Source excerpt:
** START **
Program support provided by: Associated General Contractors of Iowa, Iowa Bankers Association and FUELIowa.



A Supreme Court poised to overturn federal abortion protections and a stalled legislative session here in Iowa. We gather local political reporters to talk about these issues and more on this edition of Iowa Press.


Funding for Iowa Press was provided by Friends, the Iowa PBS Foundation. The Associated General Contractors of Iowa, the public's partner in building Iowa's highway, bridge and municipal utility infrastructure. Fuel Iowa is a voice and a resource for Iowa's fuel industry. Our members offer a diverse range of products including fuel, grocery and convenience items. They help keep Iowans on the move in rural and urban communities. Together we Fuel Iowa. Small businesses are the backbone of Iowa's communities and they are backed by Iowa banks. With advice, loans and financial services, banks across Iowa are committed to showing small businesses the way to a stronger tomorrow. Learn more at


For decades Iowa Press has brought you political leaders and newsmakers from across Iowa and beyond. Celebrating 50 years of broadcast excellence on statewide Iowa PBS, this is the Friday, May 6th edition of Iowa Press. Here is Kay Henderson. 


Henderson: The dominant news story in Iowa and across the nation this week was about the leaked draft opinion written by U.S. Supreme Court Justice Samuel Alito regarding Roe v. Wade and the pending decision before the U.S. Supreme Court. We have assembled a group of Iowa reporters who have been following this story in this state to tell you what is happening on the ground here. Stephen Gruber-Miller is a Statehouse Reporter for the Des Moines Register. Kathie Obradovich is the Editor-in-Chief of the Iowa Capital Dispatch. Erin Murphy is the Des Moines Bureau Chief for the Gazette in Cedar Rapids. And Dave Price is the Political Director for WHO-TV in Des Moines.
** END **
Listed records:
** START **
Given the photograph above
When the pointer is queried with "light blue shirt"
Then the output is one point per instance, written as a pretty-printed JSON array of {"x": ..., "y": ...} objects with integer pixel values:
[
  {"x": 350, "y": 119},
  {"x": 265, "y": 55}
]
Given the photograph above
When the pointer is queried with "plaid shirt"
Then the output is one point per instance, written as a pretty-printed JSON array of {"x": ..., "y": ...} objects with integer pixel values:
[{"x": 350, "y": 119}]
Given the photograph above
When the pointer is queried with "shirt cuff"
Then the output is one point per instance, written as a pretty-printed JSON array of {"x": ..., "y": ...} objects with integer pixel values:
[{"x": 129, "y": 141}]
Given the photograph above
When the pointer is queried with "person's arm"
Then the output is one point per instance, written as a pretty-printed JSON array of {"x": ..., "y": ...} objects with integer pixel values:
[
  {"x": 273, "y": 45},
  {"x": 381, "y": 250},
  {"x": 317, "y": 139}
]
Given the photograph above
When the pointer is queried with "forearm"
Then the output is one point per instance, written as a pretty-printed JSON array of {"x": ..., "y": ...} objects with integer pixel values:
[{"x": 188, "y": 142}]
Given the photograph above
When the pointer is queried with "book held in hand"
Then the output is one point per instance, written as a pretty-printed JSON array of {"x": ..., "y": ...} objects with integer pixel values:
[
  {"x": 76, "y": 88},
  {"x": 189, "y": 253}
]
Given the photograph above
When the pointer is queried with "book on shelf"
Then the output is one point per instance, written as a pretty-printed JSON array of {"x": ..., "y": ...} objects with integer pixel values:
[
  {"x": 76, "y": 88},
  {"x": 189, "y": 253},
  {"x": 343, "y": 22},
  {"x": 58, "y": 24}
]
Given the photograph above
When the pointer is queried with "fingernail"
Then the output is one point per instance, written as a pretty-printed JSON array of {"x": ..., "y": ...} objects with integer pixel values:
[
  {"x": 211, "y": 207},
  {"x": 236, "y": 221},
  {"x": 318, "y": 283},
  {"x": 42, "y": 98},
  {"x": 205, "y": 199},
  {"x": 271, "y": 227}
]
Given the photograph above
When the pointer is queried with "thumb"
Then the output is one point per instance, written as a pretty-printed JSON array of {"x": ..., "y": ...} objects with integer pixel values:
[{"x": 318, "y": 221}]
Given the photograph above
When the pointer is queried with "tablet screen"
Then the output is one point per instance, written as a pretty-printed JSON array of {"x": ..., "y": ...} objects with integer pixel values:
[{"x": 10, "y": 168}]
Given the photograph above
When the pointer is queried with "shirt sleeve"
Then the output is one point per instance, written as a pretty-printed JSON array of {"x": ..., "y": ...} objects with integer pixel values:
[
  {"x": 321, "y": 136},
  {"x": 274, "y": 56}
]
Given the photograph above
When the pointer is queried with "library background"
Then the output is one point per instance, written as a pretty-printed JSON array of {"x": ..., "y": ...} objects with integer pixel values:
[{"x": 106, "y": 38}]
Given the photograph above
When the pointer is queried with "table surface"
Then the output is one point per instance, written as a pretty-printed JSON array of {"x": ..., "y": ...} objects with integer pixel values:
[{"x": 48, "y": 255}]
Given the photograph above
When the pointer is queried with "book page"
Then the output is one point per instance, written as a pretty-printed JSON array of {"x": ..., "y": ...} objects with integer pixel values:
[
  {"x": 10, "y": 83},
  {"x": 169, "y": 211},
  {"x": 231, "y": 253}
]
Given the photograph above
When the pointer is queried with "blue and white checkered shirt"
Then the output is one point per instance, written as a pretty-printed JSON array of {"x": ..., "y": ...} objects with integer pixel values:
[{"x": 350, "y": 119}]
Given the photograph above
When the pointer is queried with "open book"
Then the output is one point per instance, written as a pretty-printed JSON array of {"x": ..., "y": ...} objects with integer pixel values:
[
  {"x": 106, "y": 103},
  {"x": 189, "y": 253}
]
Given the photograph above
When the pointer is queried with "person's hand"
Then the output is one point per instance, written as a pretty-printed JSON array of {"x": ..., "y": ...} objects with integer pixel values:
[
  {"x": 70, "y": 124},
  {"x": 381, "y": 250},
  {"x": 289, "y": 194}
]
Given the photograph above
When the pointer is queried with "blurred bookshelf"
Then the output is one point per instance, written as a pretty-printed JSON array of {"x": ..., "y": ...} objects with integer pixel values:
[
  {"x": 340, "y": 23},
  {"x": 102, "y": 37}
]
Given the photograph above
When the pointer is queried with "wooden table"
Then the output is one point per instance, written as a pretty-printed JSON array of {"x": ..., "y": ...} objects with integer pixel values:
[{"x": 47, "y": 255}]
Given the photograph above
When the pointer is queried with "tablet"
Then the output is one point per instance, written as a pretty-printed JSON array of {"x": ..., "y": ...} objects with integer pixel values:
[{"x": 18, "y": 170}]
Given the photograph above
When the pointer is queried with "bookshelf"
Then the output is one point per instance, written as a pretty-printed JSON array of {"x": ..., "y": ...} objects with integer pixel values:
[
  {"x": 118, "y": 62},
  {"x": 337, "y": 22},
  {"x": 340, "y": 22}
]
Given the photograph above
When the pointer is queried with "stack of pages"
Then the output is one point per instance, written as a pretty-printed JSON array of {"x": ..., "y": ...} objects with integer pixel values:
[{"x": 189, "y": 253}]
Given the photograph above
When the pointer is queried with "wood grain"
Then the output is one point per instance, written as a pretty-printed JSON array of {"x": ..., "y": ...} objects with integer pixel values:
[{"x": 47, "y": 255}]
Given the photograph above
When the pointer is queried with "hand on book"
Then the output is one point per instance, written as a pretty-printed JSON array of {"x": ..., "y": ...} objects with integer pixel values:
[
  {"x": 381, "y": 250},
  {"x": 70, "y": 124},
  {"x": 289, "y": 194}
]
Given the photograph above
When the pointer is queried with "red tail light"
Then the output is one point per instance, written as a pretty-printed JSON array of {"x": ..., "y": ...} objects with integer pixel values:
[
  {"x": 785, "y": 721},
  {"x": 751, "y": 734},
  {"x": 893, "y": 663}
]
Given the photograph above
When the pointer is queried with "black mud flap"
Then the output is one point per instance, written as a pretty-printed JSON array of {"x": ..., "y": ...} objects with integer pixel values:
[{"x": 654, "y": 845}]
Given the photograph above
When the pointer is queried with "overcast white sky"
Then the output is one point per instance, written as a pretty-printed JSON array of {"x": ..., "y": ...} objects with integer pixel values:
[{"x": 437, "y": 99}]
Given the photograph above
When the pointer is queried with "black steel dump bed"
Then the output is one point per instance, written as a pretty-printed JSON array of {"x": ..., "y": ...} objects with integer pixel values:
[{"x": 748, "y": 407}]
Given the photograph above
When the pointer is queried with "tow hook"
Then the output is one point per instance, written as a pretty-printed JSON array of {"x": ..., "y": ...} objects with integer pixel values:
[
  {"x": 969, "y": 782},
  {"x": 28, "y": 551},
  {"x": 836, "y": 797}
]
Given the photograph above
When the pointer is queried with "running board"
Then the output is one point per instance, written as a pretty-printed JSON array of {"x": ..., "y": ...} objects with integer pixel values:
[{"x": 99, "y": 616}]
** END **
Direction:
According to the Iowa Press transcript, what position does Erin Murphy hold? The items come from a different source than the Iowa Press transcript.

Completed task:
Des Moines Bureau Chief for the Gazette in Cedar Rapids.